[Given task 1]: In the Pegasystems registration statement, print the part that opens with the words containing "Chordiant Software, Inc. 2005" and closes with "of the plan)".
[Given task 2]: According to the Pegasystems registration statement, on what date was it filed with the Securities and Exchange Commission?
[Given task 3]: Write the next part of the Pegasystems registration statement, continuing after its last line.

[Source text]:
........

Form S-8

As filed with the Securities and Exchange Commission on April 23, 2010

Registration No. 333-            

 

 

 

SECURITIES AND EXCHANGE COMMISSION

Washington, D.C. 20549

 

 

FORM S-8

REGISTRATION STATEMENT

Under

The Securities Act of 1933

 

 

PEGASYSTEMS INC.

(Exact name of Registrant as specified in its charter)

 

 

 

Massachusetts   04-2787865

(State or other jurisdiction of

incorporation or organization)

 

(I.R.S. Employer

Identification Number)

101 Main Street

Cambridge, MA 02142

(617) 374-9600

(Address including zip code, and telephone number, including area code, of principal executive offices)

 

 

Chordiant Software, Inc. 2005 Equity Incentive Plan

Chordiant Software, Inc. 2000 Nonstatutory Equity Incentive Plan

Chordiant Software, Inc. Amended and Restated 1999 Non-Employee Director Stock Option Plan

Prime Response Group, Inc. 1998 Stock Option/Stock Issuance Plan

(Full title of the plan)

 

 

Shawn Hoyt

General Counsel and Secretary

Pegasystems Inc.

101 Main Street

Cambridge, MA 02142

(617) 374-9600

(Name, address, and telephone number, including area code, of agent for service)

........

[Dataset records]:
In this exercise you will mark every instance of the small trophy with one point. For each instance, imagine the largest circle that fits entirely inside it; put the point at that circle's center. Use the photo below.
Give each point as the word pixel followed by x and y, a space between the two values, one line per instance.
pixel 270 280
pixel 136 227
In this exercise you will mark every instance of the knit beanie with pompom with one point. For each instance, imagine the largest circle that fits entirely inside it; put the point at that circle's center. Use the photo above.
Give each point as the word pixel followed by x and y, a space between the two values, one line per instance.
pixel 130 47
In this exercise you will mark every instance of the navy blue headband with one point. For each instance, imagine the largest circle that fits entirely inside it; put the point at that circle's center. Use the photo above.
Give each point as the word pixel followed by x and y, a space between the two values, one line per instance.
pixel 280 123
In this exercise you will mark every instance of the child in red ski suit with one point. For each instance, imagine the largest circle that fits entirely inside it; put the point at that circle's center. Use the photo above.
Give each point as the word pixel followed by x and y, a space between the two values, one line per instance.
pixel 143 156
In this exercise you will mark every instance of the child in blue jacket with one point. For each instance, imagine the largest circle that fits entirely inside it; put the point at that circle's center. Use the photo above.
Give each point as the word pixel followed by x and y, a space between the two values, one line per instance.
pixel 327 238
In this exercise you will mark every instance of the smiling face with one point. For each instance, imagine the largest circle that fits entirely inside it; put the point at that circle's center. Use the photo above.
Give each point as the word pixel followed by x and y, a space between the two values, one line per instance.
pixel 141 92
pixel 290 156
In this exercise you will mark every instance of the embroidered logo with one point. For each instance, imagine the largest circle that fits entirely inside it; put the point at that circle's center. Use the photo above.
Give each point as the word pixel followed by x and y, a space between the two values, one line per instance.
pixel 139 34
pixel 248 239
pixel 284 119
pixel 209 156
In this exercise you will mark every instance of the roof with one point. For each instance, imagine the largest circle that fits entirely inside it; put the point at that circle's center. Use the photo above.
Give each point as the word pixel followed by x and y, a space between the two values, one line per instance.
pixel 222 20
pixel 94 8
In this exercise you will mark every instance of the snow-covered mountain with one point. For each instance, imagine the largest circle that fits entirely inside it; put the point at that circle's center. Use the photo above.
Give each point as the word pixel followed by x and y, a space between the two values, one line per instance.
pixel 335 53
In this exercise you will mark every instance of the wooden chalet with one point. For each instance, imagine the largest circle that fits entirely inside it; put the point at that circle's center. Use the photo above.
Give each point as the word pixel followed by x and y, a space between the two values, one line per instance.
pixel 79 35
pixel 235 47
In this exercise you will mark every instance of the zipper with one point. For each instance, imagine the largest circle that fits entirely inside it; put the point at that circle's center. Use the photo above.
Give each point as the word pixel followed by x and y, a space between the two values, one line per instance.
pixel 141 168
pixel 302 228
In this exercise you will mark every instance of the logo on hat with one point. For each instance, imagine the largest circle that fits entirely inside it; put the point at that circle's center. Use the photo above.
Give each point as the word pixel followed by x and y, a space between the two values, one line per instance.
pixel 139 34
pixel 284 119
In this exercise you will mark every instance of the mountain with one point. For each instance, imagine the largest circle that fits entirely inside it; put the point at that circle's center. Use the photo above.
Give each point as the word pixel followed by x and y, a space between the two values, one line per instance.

........

[Written reply 1]:
Chordiant Software, Inc. 2005 Equity Incentive Plan

Chordiant Software, Inc. 2000 Nonstatutory Equity Incentive Plan

Chordiant Software, Inc. Amended and Restated 1999 Non-Employee Director Stock Option Plan

Prime Response Group, Inc. 1998 Stock Option/Stock Issuance Plan

(Full title of the plan)

[Written reply 2]: April 23, 2010

[Written reply 3]:
Copy to:

Jeffrey D. Saper

Lawrence M. Chu

Wilson Sonsini Goodrich & Rosati,

Professional Corporation

650 Page Mill Road

Palo Alto, CA 94304

(650) 493-9300

 

 

Indicate by check mark whether the registrant is a large accelerated filer, an accelerated filer, a non-accelerated filer, or a smaller reporting company. See the definitions of “large accelerated filer,” “accelerated filer” and “smaller reporting company” in Rule 12b-2 of the Exchange Act. (Check one):

 

Large accelerated filer    ¨    Accelerated filer    x
Non-accelerated filer    ¨    Smaller reporting company    ¨

CALCULATION OF REGISTRATION FEE

 

Title of Securities

to be Registered

 

Amount

to be

Registered
(1)

 

Proposed Maximum

Offering Price

Per Share
(2)

 

Proposed Maximum

Aggregate

Offering Price (2)

 

Amount of

Registration

Fee

 

Common Stock, par value $0.001 per share

               

— Chordiant Software, Inc. 2005 Equity Incentive Plan

  204,599   $23.07   $4,719,919.08   $336.53

— Chordiant Software, Inc. 2000 Nonstatutory Equity Incentive Plan

 

28,210

  $28.13   $793,414.79   $56.57

— Chordiant Software, Inc. Amended and Restated 1999 Non-Employee Director Stock Option Plan

  3,075   $29.94   $92,052.24   $6.56

— Prime Response Group, Inc. 1998 Stock Option/Stock Issuance Plan

  542   $34.41   $18,560.22   $1.33

TOTAL:

  236,426       $5,624,036.33   $400.99
 
 
(1) Pursuant to Rule 416(a) of the Securities Act of 1933, as amended, this Registration Statement shall also cover any additional shares of the Registrant’s Common Stock that become issuable by reason of any stock dividend, stock split, recapitalization or other similar transaction effected without receipt of consideration that increases the number of the Registrant’s outstanding shares of Common Stock.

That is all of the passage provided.